::: Dataset excerpts

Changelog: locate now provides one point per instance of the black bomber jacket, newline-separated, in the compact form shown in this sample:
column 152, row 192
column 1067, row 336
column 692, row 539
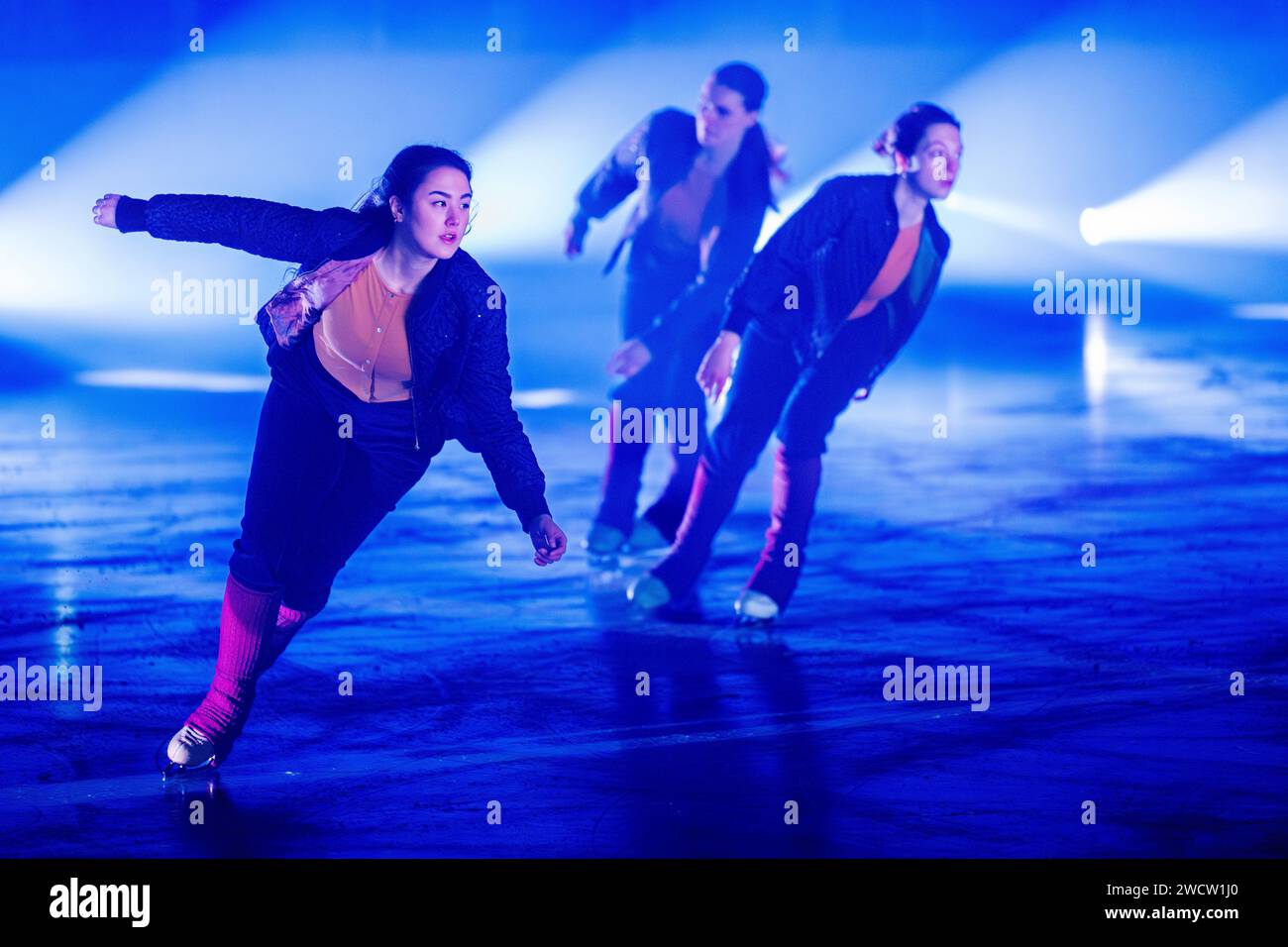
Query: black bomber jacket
column 459, row 348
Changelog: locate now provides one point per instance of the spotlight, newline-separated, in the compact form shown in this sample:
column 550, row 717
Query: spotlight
column 1091, row 226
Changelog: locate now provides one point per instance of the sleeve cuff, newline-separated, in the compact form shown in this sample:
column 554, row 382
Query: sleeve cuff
column 735, row 320
column 529, row 512
column 132, row 215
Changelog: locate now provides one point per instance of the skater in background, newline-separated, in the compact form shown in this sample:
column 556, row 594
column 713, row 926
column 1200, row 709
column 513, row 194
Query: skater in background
column 389, row 342
column 866, row 253
column 707, row 184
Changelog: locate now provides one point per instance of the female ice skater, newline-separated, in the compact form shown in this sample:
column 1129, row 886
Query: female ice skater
column 692, row 235
column 820, row 312
column 389, row 342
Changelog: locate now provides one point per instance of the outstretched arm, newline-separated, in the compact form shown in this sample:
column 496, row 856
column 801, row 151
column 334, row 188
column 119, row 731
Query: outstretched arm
column 265, row 228
column 608, row 185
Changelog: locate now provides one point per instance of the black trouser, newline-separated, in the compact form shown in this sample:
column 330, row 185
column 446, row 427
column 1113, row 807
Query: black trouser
column 772, row 392
column 318, row 486
column 666, row 382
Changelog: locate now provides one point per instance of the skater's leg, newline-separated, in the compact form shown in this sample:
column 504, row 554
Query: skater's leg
column 764, row 377
column 376, row 474
column 687, row 442
column 297, row 457
column 824, row 392
column 622, row 474
column 245, row 626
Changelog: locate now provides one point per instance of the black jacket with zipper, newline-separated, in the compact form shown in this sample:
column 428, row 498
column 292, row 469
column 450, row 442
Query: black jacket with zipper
column 823, row 260
column 666, row 144
column 458, row 344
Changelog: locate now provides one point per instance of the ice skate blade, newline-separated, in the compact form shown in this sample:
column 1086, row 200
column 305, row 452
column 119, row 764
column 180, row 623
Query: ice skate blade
column 170, row 770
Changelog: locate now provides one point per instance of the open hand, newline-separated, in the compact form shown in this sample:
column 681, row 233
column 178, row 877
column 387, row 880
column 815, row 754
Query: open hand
column 717, row 364
column 548, row 539
column 104, row 210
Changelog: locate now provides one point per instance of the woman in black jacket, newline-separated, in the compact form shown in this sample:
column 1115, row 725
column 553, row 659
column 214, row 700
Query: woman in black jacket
column 329, row 466
column 820, row 312
column 707, row 184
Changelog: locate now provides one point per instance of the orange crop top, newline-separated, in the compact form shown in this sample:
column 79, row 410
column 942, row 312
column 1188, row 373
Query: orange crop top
column 893, row 270
column 362, row 339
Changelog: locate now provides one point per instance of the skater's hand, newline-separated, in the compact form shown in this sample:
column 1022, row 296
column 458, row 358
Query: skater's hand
column 629, row 359
column 104, row 210
column 574, row 236
column 717, row 364
column 548, row 539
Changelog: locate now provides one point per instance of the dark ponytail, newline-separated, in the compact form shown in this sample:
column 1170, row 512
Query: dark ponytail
column 755, row 161
column 909, row 129
column 404, row 174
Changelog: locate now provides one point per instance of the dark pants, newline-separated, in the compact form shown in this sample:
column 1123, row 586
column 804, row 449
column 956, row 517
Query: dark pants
column 772, row 392
column 666, row 381
column 317, row 488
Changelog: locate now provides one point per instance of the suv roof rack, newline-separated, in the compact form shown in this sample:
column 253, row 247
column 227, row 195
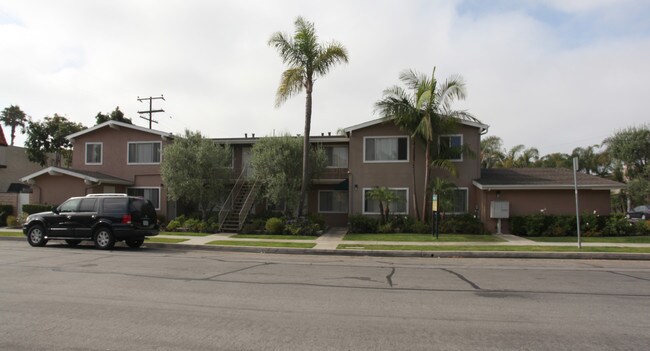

::::::

Stated problem: Revise all of the lines above, replacing each "compact form" with "condensed form" and leaving everything else unchanged. Omit the pictures from the result.

The completed task:
Changelog: locate now provides one point per instance of the black bomber jacket, newline-separated, in the condensed form shown in this sample:
column 152, row 192
column 1067, row 336
column 692, row 539
Query: black bomber jacket
column 459, row 348
Changelog: locate now provides one point per instance of the spotlight, newline-separated, in the condensed form shown in this sample:
column 550, row 717
Query: spotlight
column 1091, row 226
Changelog: locate now provides one point per instance of the sleeve cuff, newline-separated, in the condensed form shown in this sample:
column 554, row 382
Query: sleeve cuff
column 735, row 320
column 529, row 512
column 132, row 215
Changelog: locate now provides one point per instance of the skater in background, newline-separated, in the condensed form shown in this sample:
column 556, row 594
column 713, row 926
column 1200, row 709
column 513, row 194
Query: skater in background
column 389, row 342
column 866, row 253
column 707, row 184
Changelog: locate now provides one point per instance of the female ice skater, newline-separated, in the condensed form shown in this sample:
column 1129, row 886
Query: female ice skater
column 692, row 235
column 820, row 312
column 389, row 342
Changelog: locate now provides one point per instance of the outstretched arm, newline-separated, in the condensed form shown in this sample:
column 496, row 856
column 801, row 151
column 334, row 188
column 119, row 731
Query: outstretched arm
column 265, row 228
column 608, row 185
Changelog: locate now provides one point per instance of the black trouser, newline-separated, in the condensed form shown in this sample:
column 330, row 185
column 446, row 427
column 1113, row 807
Query: black trouser
column 772, row 392
column 318, row 486
column 666, row 382
Changelog: locate now provides one point per instance of the skater's leg, newline-separated, in the condensed form shown in this sample:
column 504, row 554
Query: skater's leg
column 764, row 377
column 376, row 474
column 687, row 442
column 297, row 457
column 824, row 392
column 622, row 474
column 245, row 626
Changelog: locate now provides one point per instance of the black jacket with zipper, newline-separated, in the condensed form shown in this sample:
column 428, row 498
column 292, row 469
column 450, row 442
Query: black jacket with zipper
column 823, row 260
column 666, row 144
column 458, row 344
Changelog: locate now provides one point per instance of the ice skate blade, newline-separated, in the condensed form shown in this sample:
column 1086, row 200
column 305, row 452
column 119, row 764
column 180, row 623
Query: ice skate blade
column 170, row 770
Changelog: locate now provides one point per instance of the open hand, newline-separated, in the condensed form shown in this sample:
column 681, row 233
column 178, row 877
column 387, row 880
column 815, row 754
Query: open hand
column 717, row 364
column 548, row 539
column 104, row 210
Changelog: locate now provides one point per instance of the woman in black jacket, newline-separated, in the condensed form shown in this sample:
column 1115, row 725
column 553, row 659
column 214, row 700
Query: woman in black jacket
column 329, row 466
column 820, row 312
column 707, row 184
Changelog: locate now provides one point per instance of the orange crop top, newline-separated, in the condensed form shown in this sample:
column 79, row 410
column 942, row 312
column 1188, row 373
Query: orange crop top
column 893, row 270
column 362, row 339
Changelog: locate now provides one point per instance of the skater's hand, newline-separated, in the condensed form shown in this sample:
column 1022, row 296
column 458, row 358
Query: skater's hand
column 629, row 359
column 104, row 210
column 574, row 236
column 717, row 364
column 548, row 539
Changelog: locate now provides one point per instance of the dark ponytail, newline-separated, in the condensed form shown in this sample:
column 1170, row 512
Query: dark ponytail
column 755, row 161
column 909, row 129
column 404, row 174
Changelog: locate now provides one point per instance of the dark pants, newline-separated, in the condensed form shown in this sample:
column 1123, row 586
column 804, row 449
column 956, row 517
Query: dark pants
column 772, row 392
column 666, row 381
column 317, row 488
Changelog: locate now provides one point per instance of the suv roof rack, newline-separated, in the condensed form shown in this sample:
column 253, row 247
column 227, row 195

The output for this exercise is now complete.